**Study questions**
1. Retype the portion of the article on the UCSF-Stanford merger that begins with the words "The health care business in" and ends after the words "now, thank you.".
2. For each statement about the article on the UCSF-Stanford merger, answer yes or no, and quote the words of the article that decide it: (a) UCSF merged with Mount Zion Hospital in 1990. (b) The Health Services Subcommittee rejected the merger plan. (c) UCSF absorbs $23 million every year in unreimbursed care.

**Text**
++++

Two other parts of the financial structure are also key here. UCSF has been a leader in national research grant awards for 16 years, collecting nearly $200 million a year. But those funds are restricted to supporting specific research projects that require seed money to start. And, at the same time, caring for the poor and uninsured is expensive -- UCSF alone absorbs $66 million every year in unreimbursed care.
So, hit by all sides, medical schools across the country have rushed to reconfigure their hospitals. For a while, expanding to bring in more patients seemed to be the order of the day. Stanford joined physician groups in Menlo Park and Redwood City. UCSF merged with Mount Zion Hospital in 1990. But that move was made just as the new cost controls under managed care were really beginning to hit home, and now Mount Zion is only about half occupied; it's losing $23 million a year.
On a gray afternoon last November, the Health Services Subcommittee of the Board of Regents sat in the basement of UCSF's Laurel Heights campus and listened to a series of union representatives, employees, physicians, and business folk heap praise or scorn on the UCSF-Stanford merger plan.
For at least six months beforehand, the various unions representing employees at UCSF -- the largest employer in the city outside of the municipal government -- had fought the deal, allied as something called the Coalition of Unions Representing the Employees of UCSF. They had picketed, protested, and taken out full-page advertisements in the New York Times. UCSF officials had been blasted at every public hearing.
Now, at this meeting, which was assumed to be a cursory event leading to a foregone conclusion, the tension rose and fell with each speaker.
"Make your documents public," union leader Libby Sayre told the regents. "Take your case to the real owners of the university."
A small army of police officers -- videotaping the entire event -- hovered throughout the building, waiting for the place to erupt. And it did.
Union representatives, holding "citizen's arrest" warrants for regents accused of "stealing public assets," stormed police. The cops responded with a few real arrests for disorderly conduct. But the deal was done. The committee approved the merger, sending the matter forward for what was a sure vote from the full board.
Why so sure? For the simple reason that, all along, UC's regents and Stanford's trustees shared a common motivation in coming together: fear.
The health care business in California, which leads the country in managed care, is volatile and uncertain. HMOs have joined to form powerhouses like Kaiser, Pacificare, and HealthNet that have the muscle to shop the competition and demand lower costs. Play their game, or you don't get their patients. At the same time, physicians and other hospitals have also consolidated, forming networks for their own survival.
The board of each university is terrified that its medical center will take down the rest of the institution with it. So they'd just as soon not be in the health care business right now, thank you.
Particularly not where business deals are a matter of public record.
"It's very difficult, in market-based planning, to respond with public scrutiny ... revealing all of your plans in advance," says UCSF Medical Centers Director William Kerr. "Competitors are able to move in a timely and competitive fashion. There have been times where we have talked with physician groups about joining and questions about the condition of the public university have come up. And they wouldn't join because of the lack of confidentiality."

++++

**Dataset content**

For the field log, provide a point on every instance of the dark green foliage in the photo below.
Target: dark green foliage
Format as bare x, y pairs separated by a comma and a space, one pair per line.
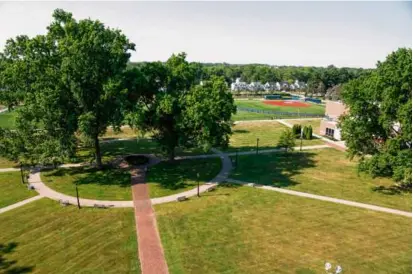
70, 80
287, 140
379, 122
177, 110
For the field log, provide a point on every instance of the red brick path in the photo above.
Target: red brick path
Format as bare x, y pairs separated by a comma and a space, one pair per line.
150, 247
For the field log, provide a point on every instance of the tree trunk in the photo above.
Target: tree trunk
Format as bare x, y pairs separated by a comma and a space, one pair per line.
171, 153
97, 153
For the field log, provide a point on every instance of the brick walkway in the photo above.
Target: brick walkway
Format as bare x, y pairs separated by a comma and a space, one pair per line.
150, 248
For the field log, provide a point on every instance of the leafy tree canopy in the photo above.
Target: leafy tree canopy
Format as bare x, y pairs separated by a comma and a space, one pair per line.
69, 79
378, 127
177, 110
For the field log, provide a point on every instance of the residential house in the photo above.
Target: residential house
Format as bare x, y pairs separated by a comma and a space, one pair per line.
328, 125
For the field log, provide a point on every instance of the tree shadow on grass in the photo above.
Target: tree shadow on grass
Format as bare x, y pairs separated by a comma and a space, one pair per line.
391, 190
8, 266
85, 176
275, 169
183, 173
240, 131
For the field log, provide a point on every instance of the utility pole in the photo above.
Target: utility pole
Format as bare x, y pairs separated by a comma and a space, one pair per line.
77, 196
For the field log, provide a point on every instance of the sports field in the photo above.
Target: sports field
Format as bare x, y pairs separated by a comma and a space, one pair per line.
281, 106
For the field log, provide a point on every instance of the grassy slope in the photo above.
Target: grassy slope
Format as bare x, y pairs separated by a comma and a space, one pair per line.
324, 172
245, 136
12, 190
55, 239
168, 178
246, 230
258, 104
92, 184
164, 179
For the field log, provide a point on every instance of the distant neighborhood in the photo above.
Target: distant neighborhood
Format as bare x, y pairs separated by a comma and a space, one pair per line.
258, 86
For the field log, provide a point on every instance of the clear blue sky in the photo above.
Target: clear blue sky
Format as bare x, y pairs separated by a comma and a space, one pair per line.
353, 34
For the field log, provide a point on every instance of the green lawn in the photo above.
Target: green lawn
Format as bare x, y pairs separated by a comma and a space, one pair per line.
168, 178
107, 184
8, 119
12, 190
4, 163
164, 179
47, 238
245, 115
245, 136
325, 172
247, 230
132, 146
259, 104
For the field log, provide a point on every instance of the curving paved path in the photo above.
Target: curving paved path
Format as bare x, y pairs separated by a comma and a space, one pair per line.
325, 198
45, 191
335, 144
19, 204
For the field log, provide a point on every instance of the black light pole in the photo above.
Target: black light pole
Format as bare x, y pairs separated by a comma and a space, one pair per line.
258, 139
21, 173
77, 196
236, 163
197, 178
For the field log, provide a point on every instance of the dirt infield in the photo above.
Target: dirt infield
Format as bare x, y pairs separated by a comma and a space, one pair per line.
286, 103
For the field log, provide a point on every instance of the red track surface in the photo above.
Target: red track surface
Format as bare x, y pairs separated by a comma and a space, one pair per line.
286, 103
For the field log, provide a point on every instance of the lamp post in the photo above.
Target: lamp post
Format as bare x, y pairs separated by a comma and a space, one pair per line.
258, 139
77, 196
197, 178
21, 173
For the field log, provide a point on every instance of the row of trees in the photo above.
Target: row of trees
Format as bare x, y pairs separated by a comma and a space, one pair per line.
74, 81
378, 126
319, 79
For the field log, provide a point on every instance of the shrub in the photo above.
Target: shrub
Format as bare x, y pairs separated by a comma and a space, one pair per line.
287, 140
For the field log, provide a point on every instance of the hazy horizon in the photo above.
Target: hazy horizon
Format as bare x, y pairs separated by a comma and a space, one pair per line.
343, 34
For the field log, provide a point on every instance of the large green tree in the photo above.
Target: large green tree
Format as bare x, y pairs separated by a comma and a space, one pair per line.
74, 79
179, 111
378, 127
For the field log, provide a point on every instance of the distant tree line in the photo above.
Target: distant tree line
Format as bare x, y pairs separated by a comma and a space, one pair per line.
319, 79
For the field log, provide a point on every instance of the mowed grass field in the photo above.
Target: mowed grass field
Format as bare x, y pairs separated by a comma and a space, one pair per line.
107, 184
12, 189
245, 136
259, 104
45, 237
247, 230
324, 172
167, 178
245, 115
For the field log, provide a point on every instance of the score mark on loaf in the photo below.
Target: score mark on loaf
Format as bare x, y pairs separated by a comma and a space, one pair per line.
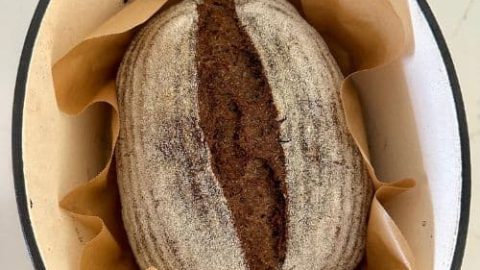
234, 151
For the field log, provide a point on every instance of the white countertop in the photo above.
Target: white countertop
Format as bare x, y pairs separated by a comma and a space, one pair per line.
459, 21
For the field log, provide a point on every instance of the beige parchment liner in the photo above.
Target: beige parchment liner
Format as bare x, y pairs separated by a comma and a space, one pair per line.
361, 35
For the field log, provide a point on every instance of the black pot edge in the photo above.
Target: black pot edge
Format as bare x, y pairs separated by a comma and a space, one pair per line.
463, 132
17, 121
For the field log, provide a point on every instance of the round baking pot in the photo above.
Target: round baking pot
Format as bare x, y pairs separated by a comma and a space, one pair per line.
425, 124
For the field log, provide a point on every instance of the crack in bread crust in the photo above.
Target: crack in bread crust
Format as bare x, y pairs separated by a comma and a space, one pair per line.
238, 118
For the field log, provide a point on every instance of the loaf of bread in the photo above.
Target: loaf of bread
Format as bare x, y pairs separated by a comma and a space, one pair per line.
234, 152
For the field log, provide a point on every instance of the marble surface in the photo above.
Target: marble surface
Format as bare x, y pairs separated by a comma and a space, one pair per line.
458, 19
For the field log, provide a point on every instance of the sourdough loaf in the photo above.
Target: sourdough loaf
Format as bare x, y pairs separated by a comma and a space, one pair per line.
234, 152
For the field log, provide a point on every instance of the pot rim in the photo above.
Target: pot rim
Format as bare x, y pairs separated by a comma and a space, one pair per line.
17, 122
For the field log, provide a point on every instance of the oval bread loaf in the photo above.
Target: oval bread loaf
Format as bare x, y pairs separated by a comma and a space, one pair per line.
234, 151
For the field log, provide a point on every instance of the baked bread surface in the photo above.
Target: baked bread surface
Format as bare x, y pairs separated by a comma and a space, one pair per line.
211, 178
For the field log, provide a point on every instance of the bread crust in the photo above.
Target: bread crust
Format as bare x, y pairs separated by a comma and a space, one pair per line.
173, 207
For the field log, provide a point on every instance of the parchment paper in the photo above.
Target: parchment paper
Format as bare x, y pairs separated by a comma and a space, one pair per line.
361, 35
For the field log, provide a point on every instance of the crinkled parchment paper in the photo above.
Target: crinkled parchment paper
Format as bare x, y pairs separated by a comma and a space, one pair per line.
361, 35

++++

**Completed exercise**
1.
The health care business in California, which leads the country in managed care, is volatile and uncertain. HMOs have joined to form powerhouses like Kaiser, Pacificare, and HealthNet that have the muscle to shop the competition and demand lower costs. Play their game, or you don't get their patients. At the same time, physicians and other hospitals have also consolidated, forming networks for their own survival.
The board of each university is terrified that its medical center will take down the rest of the institution with it. So they'd just as soon not be in the health care business right now, thank you.

2.
(a) Yes: "UCSF merged with Mount Zion Hospital in 1990."
(b) No: "The committee approved the merger, sending the matter forward for what was a sure vote from the full board."
(c) No: "UCSF alone absorbs $66 million every year in unreimbursed care."